> [INSTRUCCIONES]
1. Reproduce tal cual el pasaje del texto sobre La Ribera que comienza en "Hoy el paseo" y continúa hasta "antiguas de Cáceres.".
2. Indica si cada afirmación coincide con el texto sobre La Ribera. Responde sí o no y cita literalmente las palabras del texto que lo deciden.
(a) El papamoscas pasa el invierno en territorio africano.
(b) El poema "Hogar" es obra de Agustín Rebollo Rojo.
(c) El río de Cáceres desemboca en el Guadiloba.
3. Según el texto sobre La Ribera, ¿junto a qué facultad descansa el papamoscas en el cauce?

> [FUENTE]

******

‘Nadie abandona su hogar, a menos que su hogar sea la boca de un tiburón. Solo corres hacia la frontera cuando ves que toda la ciudad también lo hace. Tus vecinos corriendo más deprisa que tú. Con aliento de sangre en sus gargantas. El niño con el que fuiste a la escuela, que te besó hasta el vértigo detrás de la fábrica, sostiene un arma más grande que su cuerpo’. El poema ‘Hogar’, de Warsan Shire, nos abre la puerta de septiembre en La Ribera mientras nuestra alma de África se ilumina al ver descansar en el cauce junto a la Facultad de Empresariales al papamoscas, que tras pasar el invierno en territorio africano vuelve a su casa cacereña. Nos alerta de su presencia su repetido y nervioso pik, pik, pik, corto y metálico. Trino rítmico, gorjeante y disilábico que, indefectiblemente, nos levanta una sonrisa.

Hoy el paseo será más largo; que si el papamoscas ha venido desde África nosotros viajaremos seguramente con más rapidez hasta la cola del río de Cáceres, casi en su desembocadura en el Guadiloba, lugar donde nos esperan Agustín Rebollo Rojo y su hijo, llamado también Agustín, miembros en activo junto a los Galán de una de las estirpes de hortelanos más antiguas de Cáceres.

******

> [REGISTROS MOSTRADOS]

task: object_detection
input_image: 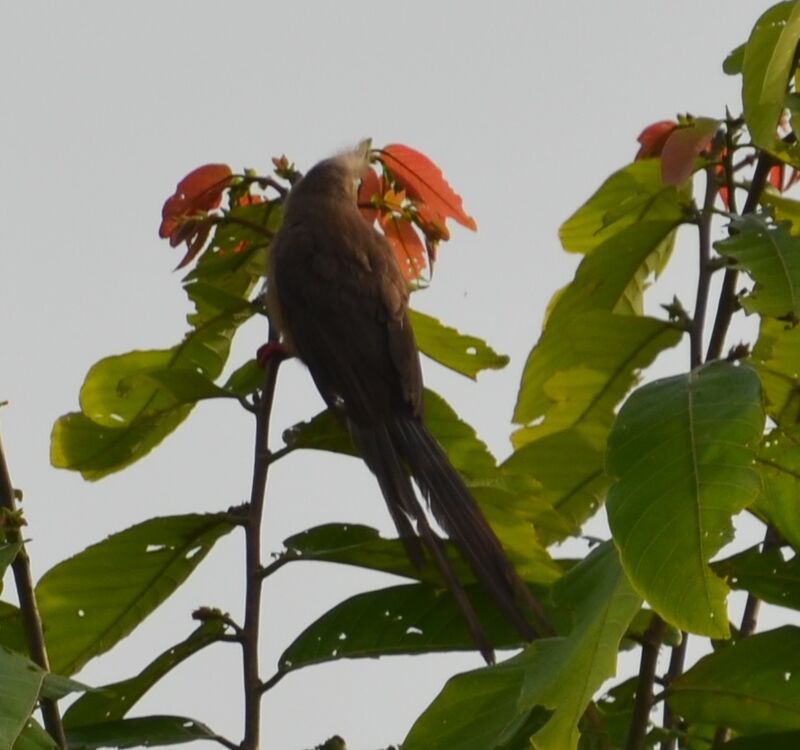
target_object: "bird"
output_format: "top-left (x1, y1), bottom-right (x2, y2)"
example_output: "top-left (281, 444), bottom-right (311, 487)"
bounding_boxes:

******

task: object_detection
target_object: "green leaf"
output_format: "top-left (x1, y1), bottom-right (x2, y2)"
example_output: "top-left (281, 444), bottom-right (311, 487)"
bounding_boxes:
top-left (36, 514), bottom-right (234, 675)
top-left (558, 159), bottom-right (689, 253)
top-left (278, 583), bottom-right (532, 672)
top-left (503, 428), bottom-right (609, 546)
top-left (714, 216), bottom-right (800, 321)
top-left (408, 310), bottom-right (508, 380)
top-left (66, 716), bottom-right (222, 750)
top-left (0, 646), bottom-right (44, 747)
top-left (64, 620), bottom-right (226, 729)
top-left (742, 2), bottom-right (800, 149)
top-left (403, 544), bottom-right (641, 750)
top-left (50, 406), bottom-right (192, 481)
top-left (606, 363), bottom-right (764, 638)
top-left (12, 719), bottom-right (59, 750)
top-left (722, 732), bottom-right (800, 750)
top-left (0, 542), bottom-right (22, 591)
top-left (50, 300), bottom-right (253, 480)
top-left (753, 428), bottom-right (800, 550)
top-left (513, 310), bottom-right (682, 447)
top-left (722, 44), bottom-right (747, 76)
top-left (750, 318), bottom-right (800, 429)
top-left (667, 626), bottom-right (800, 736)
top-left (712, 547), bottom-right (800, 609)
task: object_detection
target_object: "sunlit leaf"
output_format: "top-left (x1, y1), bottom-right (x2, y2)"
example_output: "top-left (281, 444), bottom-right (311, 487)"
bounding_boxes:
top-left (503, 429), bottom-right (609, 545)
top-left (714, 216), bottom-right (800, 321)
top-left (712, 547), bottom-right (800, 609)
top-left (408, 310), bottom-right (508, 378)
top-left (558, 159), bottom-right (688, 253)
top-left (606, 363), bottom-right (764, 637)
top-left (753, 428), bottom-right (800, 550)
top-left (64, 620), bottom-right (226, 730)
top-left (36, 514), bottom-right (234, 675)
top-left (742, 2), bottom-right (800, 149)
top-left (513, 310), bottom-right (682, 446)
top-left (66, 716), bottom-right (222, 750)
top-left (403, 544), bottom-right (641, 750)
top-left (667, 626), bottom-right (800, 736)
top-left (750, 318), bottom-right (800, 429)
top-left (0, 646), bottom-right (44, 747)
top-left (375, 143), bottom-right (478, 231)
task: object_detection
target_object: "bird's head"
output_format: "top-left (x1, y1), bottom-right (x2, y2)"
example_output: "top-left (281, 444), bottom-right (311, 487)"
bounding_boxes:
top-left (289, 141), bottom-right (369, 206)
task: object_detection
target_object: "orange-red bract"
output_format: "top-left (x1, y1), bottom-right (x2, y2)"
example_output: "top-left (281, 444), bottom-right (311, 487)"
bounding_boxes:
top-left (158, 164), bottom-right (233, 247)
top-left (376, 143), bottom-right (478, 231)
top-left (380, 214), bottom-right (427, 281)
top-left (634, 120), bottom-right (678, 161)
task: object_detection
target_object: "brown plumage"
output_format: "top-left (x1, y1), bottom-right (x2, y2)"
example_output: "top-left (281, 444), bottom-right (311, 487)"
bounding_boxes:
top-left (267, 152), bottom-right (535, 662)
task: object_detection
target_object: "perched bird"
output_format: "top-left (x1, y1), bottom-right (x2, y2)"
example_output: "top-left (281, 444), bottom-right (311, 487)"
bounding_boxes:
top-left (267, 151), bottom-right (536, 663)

******

> [RESPUESTAS POR TAREA]
1.
Hoy el paseo será más largo; que si el papamoscas ha venido desde África nosotros viajaremos seguramente con más rapidez hasta la cola del río de Cáceres, casi en su desembocadura en el Guadiloba, lugar donde nos esperan Agustín Rebollo Rojo y su hijo, llamado también Agustín, miembros en activo junto a los Galán de una de las estirpes de hortelanos más antiguas de Cáceres.

2.
(a) Sí: "tras pasar el invierno en territorio africano vuelve a su casa cacereña".
(b) No: "El poema ‘Hogar’, de Warsan Shire".
(c) Sí: "la cola del río de Cáceres, casi en su desembocadura en el Guadiloba".

3. Junto a la Facultad de Empresariales.